Data for this exercise START

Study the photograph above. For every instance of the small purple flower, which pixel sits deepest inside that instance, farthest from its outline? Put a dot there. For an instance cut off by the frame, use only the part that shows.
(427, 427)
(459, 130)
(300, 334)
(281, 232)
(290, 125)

Data for this exercise END

[Exercise]: Repeat the data precisely, reproducing every entry.

[Exercise output]:
Study the photograph above. For every instance of the small purple flower, which pixel sits deepest inside that instance, farthest from its outline? Put a dot there. For an instance cut off by the frame, use only the part that shows.
(427, 427)
(459, 130)
(300, 334)
(281, 232)
(290, 125)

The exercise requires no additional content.